PROVIDED TEXT
- Opening Delimiter -

There is a better way. And forward-looking companies like AMD, Daimler, and many others have figured it out. How?
By leveraging modern technology to automate data lake migration and replication to the cloud with WANdisco LiveData Cloud Services through its patented Distributed Coordination Engine platform.
This innovation is founded on fundamental IP which is based around forming consensus in a distributed network. This is an extremely hard problem to solve and to this day some people believe that it cannot be solved. So what is this problem at a high level? If you have a network of nodes, distributed across the world with little to no knowledge of the distance and bandwidth between the nodes, how can you get the nodes to coordinate between each other without worrying about any failure scenarios?
The solution is the application of a consensus algorithm and the gold standard in consensus is an algorithm called Paxos. Our chief Scientist Dr. Yeturu Aahlad, an expert in distributed systems, devised the first, and even now only, commercialised version of Paxos. By doing so, he solved a problem that had been puzzling computer scientists for years.
WANdisco’s LiveData Cloud Services are based on this core IP including our products focused on analytical data and the challenge of migrating this data to the cloud and keeping the data consistent in multiple locations.
As businesses request to have data available in a more and more decentralized environment, the old mechanisms to provide and manage data are not sufficient anymore. Moreover, the amount of data is rising exponentially which leads to a phenomenon called data gravity. With an increasing volume of data, the more it is a challenge to provide this in a distributed environment, allow changes to the data in any environment, and ensure it remains consistent across all environments. Additionally regulation and compliance requirements make it even more challenging for data managers to fulfil businesses needs.
As enterprises look to leverage the scale and economics of the cloud, WANdisco offers a fundamentally different approach to manage these large volumes of data accelerating the ability for enterprises to undergo digital transformation.
Here’s what Merv Adrian, Research VP of Data and Analytics at Gartner had to say, “WANdisco’s ability to move petabytes of data without interrupting production and without risk of losing the data midflight is something no other vendor does and, until now, has been virtually impossible to accomplish.”

- Closing Delimiter -

DATASET RECORDS

- Opening Delimiter -

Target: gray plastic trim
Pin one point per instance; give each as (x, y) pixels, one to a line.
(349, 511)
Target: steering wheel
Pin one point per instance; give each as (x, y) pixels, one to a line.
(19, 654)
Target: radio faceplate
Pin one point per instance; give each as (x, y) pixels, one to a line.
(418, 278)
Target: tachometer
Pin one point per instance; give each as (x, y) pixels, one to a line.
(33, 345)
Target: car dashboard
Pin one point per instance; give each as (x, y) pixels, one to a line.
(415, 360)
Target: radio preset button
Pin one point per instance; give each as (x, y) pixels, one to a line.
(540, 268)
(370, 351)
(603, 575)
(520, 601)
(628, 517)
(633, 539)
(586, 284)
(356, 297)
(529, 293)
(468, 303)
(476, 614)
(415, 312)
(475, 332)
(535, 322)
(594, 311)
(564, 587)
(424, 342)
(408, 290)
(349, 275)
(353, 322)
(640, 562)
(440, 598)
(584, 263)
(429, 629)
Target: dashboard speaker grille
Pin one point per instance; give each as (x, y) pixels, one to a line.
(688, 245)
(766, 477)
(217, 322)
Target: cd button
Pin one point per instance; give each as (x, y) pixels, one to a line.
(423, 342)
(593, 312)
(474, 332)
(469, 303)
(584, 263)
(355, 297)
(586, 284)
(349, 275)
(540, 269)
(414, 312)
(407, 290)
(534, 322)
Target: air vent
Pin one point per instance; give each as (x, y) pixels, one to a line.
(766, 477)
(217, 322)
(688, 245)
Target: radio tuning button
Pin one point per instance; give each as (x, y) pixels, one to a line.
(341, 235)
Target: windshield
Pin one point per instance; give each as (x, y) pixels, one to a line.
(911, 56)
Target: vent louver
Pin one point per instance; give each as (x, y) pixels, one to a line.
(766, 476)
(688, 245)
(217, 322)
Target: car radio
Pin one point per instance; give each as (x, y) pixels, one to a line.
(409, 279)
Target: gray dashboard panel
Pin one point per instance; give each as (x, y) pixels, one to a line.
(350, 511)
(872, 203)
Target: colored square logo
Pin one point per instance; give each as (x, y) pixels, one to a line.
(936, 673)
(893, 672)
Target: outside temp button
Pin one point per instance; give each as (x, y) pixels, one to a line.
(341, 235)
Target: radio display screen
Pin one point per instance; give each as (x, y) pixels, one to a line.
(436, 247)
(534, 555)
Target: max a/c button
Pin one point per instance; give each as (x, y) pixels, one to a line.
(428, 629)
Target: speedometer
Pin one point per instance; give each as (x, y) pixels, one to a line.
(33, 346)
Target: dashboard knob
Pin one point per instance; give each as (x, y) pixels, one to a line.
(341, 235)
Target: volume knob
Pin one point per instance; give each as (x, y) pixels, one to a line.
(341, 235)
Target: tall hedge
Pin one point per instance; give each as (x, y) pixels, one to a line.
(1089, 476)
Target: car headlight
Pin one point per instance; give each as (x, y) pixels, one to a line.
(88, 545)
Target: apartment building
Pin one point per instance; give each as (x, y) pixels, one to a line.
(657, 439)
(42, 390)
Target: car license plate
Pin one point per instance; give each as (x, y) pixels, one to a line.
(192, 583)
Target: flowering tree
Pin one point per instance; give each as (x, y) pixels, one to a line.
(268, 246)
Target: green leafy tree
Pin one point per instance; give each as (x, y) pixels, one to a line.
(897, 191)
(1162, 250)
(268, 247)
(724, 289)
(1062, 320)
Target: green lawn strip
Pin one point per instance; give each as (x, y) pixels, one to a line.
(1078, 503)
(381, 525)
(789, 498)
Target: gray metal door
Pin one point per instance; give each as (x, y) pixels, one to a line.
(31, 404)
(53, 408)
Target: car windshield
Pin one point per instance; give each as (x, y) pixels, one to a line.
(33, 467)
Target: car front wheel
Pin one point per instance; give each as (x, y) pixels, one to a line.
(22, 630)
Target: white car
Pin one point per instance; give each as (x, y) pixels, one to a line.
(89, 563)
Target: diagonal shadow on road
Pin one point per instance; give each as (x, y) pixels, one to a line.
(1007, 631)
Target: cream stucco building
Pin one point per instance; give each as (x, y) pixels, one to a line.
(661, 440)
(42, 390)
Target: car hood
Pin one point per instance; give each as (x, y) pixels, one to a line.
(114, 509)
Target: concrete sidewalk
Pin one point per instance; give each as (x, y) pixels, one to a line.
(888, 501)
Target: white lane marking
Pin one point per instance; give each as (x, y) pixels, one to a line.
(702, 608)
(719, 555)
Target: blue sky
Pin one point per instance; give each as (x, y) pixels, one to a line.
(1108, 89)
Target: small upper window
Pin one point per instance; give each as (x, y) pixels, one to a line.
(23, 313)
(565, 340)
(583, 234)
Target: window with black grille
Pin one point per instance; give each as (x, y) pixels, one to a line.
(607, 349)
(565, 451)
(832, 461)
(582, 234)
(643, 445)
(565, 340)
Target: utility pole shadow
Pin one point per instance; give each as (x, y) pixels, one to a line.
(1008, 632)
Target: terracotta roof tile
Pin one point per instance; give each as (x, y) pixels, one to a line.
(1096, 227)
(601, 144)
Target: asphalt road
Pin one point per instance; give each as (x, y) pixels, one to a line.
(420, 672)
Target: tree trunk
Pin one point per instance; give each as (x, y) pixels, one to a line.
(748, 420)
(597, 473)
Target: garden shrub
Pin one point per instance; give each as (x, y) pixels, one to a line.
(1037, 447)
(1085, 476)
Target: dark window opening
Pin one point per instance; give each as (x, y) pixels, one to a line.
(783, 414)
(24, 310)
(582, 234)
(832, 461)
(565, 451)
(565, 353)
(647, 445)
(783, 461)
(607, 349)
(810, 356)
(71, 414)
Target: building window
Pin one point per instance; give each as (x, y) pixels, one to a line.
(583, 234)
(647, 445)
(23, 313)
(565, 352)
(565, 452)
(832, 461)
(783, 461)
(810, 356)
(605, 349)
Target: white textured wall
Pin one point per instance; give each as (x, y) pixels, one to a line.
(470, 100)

- Closing Delimiter -

EXERCISE REQUIREMENTS
(1) Can you write out the part of the WANdisco text starting at "WANdisco’s LiveData Cloud" and ending at "in multiple locations."?
(2) In the WANdisco text, how would you turn the paragraph beginning "As businesses request to have data available" into a short list that keeps its main facts?
(3) Answer these questions from the WANdisco text, one answer per line:
(a) What algorithm is called the gold standard in consensus?
(b) Which two companies are named as having figured out the better way?
(c) What is Merv Adrian's title at Gartner?

LIST OF SOLUTIONS
(1)
WANdisco’s LiveData Cloud Services are based on this core IP including our products focused on analytical data and the challenge of migrating this data to the cloud and keeping the data consistent in multiple locations.

(2)
- Businesses want data available in increasingly decentralized environments, and the old ways of providing and managing data are no longer sufficient.
- The amount of data is rising exponentially, which leads to a phenomenon called data gravity.
- As data volume grows, it becomes harder to provide the data in a distributed environment, allow changes in any environment, and keep it consistent across all of them.
- Regulation and compliance requirements make it even harder for data managers to meet business needs.

(3)
(a) Paxos
(b) AMD and Daimler
(c) Research VP of Data and Analytics